EXERCISE DIRECTIONS:
Reproduce word for word the part of the passage below on Illumina's sequencing technology from "Last years launch" up to and including "mean less signal.".

PROVIDED PASSAGE:
#####
Last years launch of the X10 was their first foray into this technology, which seemed poised for a gradual rollout to the rest of the line. If BGI launches a benchtop instrument, as some of the rumors hold, that could easily accelerate Illumina pushing this to instruments in the NextSeq and MiSeq class (per my previous speculation). That would defend the low end. On the high end, it would seem unlikely that Illumina was aggressive in the cluster density on the patterned flowcells; etch a greater density of wells and the flowcell can support more reads. Obviously, there are a lot of issues involved -- the wells will be closer together and smaller, meaning more strain on the biochemistry and less tolerance for manufacturing defects in the smaller features. Smaller wells with smaller clusters mean less signal.
#####
THE DATA:

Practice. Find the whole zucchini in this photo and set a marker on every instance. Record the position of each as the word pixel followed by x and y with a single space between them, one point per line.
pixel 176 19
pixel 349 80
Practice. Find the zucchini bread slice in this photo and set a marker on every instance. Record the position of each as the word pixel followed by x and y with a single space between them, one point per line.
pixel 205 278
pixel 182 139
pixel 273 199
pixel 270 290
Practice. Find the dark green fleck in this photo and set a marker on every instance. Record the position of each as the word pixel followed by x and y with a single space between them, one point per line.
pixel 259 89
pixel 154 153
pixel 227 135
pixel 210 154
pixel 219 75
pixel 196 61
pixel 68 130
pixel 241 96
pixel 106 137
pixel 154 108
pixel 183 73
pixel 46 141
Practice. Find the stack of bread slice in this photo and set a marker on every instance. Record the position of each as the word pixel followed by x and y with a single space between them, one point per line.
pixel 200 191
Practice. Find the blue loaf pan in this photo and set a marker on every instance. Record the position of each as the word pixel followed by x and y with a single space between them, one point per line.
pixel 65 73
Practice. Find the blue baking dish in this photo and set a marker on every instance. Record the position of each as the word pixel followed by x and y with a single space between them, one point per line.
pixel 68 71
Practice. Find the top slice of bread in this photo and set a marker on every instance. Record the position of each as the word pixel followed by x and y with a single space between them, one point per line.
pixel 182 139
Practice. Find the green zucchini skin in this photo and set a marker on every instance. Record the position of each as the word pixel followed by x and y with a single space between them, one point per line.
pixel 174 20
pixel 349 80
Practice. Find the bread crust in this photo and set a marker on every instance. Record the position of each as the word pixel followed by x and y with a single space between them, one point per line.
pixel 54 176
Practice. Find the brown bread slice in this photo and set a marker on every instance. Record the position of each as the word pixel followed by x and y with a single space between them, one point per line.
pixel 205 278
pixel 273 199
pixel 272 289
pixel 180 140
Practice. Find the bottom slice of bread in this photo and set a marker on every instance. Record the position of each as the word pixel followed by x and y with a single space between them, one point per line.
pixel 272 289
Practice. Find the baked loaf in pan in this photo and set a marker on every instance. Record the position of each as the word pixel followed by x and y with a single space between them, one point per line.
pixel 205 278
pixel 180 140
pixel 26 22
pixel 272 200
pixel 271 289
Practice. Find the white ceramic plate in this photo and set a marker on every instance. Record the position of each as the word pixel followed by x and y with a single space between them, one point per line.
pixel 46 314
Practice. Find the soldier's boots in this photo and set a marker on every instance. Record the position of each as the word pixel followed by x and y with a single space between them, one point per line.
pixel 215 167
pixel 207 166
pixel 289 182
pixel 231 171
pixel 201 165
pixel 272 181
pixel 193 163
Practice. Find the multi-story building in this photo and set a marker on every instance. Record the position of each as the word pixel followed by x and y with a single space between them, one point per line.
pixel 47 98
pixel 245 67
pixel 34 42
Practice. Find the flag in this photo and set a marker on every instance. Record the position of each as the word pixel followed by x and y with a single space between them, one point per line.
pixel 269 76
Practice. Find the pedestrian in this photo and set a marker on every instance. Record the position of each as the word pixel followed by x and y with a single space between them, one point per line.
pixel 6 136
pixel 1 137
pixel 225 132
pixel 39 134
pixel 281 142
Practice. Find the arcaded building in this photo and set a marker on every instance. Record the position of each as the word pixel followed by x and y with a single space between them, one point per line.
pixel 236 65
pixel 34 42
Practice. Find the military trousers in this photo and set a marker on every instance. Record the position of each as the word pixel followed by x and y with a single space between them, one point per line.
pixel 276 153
#####
WRITTEN ANSWER:
Last years launch of the X10 was their first foray into this technology, which seemed poised for a gradual rollout to the rest of the line. If BGI launches a benchtop instrument, as some of the rumors hold, that could easily accelerate Illumina pushing this to instruments in the NextSeq and MiSeq class (per my previous speculation). That would defend the low end. On the high end, it would seem unlikely that Illumina was aggressive in the cluster density on the patterned flowcells; etch a greater density of wells and the flowcell can support more reads. Obviously, there are a lot of issues involved -- the wells will be closer together and smaller, meaning more strain on the biochemistry and less tolerance for manufacturing defects in the smaller features. Smaller wells with smaller clusters mean less signal.